### [Text segment]
I get out there most days as I either go to the gym or head up the coast if I have the bus fare. I also visit a number of libraries and museums whilst I am out and about. Nothing really seems to happen. The only people who speak to me seem to be old biddies at a bus stop and the conversation is usually about the weather.

I will approach people myself by asking them questions but this does not amount to anything either, other than the information I asked for which I may or may not already know (depends why I am asking...do I actually want the information or am I asking just to try and make chit chat...it is the only way I know how to start a conversation with someone other than to stand next to them and make a random comment about something...which doesn't seem to work either).

### [The exercise]
From the passage about trying to talk to people, copy the words between "I get out there" and "to work either).", inclusive. The stored lines have nothing to do with this.

(Stored entries)
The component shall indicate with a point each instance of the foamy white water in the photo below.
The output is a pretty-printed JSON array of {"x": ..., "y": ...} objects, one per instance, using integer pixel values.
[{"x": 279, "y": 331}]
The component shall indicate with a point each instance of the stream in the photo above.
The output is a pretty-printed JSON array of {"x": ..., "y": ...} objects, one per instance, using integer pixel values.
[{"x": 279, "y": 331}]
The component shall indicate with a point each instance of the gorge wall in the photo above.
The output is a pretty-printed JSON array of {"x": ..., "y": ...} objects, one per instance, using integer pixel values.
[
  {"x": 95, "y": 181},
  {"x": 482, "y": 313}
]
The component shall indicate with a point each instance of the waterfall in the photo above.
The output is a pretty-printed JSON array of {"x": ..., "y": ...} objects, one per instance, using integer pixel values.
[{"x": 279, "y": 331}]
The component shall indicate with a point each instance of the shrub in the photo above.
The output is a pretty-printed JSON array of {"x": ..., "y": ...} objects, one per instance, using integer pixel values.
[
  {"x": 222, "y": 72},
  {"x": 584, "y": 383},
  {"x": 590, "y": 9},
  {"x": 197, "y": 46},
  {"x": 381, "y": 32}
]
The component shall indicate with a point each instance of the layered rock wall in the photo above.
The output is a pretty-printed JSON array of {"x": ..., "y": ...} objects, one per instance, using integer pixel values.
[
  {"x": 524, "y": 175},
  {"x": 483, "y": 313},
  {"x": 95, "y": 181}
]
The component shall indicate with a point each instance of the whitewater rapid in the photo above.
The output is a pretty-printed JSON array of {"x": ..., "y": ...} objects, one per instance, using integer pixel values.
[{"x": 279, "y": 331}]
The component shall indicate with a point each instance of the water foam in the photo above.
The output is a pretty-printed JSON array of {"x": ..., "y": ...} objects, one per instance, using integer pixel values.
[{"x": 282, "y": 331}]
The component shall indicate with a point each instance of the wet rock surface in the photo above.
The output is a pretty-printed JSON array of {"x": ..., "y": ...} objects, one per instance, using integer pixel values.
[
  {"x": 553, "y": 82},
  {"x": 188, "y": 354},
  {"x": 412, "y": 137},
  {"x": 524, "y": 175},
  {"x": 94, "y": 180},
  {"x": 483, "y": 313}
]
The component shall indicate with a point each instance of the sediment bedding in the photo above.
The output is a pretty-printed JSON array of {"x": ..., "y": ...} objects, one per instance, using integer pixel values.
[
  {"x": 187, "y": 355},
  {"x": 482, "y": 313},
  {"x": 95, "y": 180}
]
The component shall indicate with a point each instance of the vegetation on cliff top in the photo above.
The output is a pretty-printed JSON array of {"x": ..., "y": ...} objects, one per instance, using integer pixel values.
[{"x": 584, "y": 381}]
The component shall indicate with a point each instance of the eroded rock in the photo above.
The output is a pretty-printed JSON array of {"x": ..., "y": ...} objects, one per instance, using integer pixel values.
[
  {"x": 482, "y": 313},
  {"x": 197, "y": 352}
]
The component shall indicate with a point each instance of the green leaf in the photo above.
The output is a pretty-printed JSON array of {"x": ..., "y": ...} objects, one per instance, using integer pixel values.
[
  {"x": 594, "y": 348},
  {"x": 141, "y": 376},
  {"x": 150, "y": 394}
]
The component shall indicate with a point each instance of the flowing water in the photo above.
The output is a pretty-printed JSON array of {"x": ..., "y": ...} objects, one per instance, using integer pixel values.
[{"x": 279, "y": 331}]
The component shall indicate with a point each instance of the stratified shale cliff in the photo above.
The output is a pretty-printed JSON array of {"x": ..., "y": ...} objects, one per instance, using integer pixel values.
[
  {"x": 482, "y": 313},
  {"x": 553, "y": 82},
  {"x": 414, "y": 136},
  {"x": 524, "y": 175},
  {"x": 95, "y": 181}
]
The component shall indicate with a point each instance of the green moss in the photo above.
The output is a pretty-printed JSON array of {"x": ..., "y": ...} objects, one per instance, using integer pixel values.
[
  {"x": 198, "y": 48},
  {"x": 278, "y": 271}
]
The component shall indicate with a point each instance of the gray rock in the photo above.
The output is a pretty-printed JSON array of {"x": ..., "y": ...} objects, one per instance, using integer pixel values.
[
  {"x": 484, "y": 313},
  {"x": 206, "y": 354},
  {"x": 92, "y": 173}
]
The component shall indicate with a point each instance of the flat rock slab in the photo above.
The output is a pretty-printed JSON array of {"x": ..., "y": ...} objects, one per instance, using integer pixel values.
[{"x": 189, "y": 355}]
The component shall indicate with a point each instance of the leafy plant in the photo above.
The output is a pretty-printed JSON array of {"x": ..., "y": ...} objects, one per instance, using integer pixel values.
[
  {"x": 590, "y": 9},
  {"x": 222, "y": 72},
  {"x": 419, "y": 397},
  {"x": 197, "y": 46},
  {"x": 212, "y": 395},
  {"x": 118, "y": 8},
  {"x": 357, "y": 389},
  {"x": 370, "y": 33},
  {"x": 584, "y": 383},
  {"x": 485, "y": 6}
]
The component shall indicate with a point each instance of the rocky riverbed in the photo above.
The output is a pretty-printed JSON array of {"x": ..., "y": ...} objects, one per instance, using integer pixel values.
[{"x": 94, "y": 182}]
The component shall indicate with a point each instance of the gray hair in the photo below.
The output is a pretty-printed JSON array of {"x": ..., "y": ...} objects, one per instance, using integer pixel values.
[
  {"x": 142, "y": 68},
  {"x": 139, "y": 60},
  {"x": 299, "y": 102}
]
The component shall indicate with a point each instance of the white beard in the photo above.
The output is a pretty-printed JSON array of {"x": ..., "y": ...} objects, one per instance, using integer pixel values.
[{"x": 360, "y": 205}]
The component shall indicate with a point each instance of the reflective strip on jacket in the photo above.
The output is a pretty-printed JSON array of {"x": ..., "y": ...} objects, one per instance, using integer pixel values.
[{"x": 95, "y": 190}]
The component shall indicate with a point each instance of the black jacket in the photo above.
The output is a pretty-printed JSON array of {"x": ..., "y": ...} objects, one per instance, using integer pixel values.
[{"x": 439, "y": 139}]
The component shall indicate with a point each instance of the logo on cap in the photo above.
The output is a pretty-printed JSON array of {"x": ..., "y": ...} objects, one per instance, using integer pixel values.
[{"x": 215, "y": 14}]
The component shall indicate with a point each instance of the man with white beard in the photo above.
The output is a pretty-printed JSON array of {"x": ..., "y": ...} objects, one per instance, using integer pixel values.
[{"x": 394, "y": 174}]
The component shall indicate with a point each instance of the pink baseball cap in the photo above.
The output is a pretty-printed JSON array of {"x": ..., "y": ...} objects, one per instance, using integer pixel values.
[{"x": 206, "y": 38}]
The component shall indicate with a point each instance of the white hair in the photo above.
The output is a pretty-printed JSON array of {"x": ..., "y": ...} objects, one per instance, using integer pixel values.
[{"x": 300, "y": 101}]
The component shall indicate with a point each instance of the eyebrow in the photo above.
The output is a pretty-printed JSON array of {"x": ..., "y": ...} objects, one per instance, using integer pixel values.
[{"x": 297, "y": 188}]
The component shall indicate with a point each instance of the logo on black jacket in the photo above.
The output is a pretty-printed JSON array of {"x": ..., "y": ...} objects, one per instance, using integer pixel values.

### [Solution to this task]
I get out there most days as I either go to the gym or head up the coast if I have the bus fare. I also visit a number of libraries and museums whilst I am out and about. Nothing really seems to happen. The only people who speak to me seem to be old biddies at a bus stop and the conversation is usually about the weather.

I will approach people myself by asking them questions but this does not amount to anything either, other than the information I asked for which I may or may not already know (depends why I am asking...do I actually want the information or am I asking just to try and make chit chat...it is the only way I know how to start a conversation with someone other than to stand next to them and make a random comment about something...which doesn't seem to work either).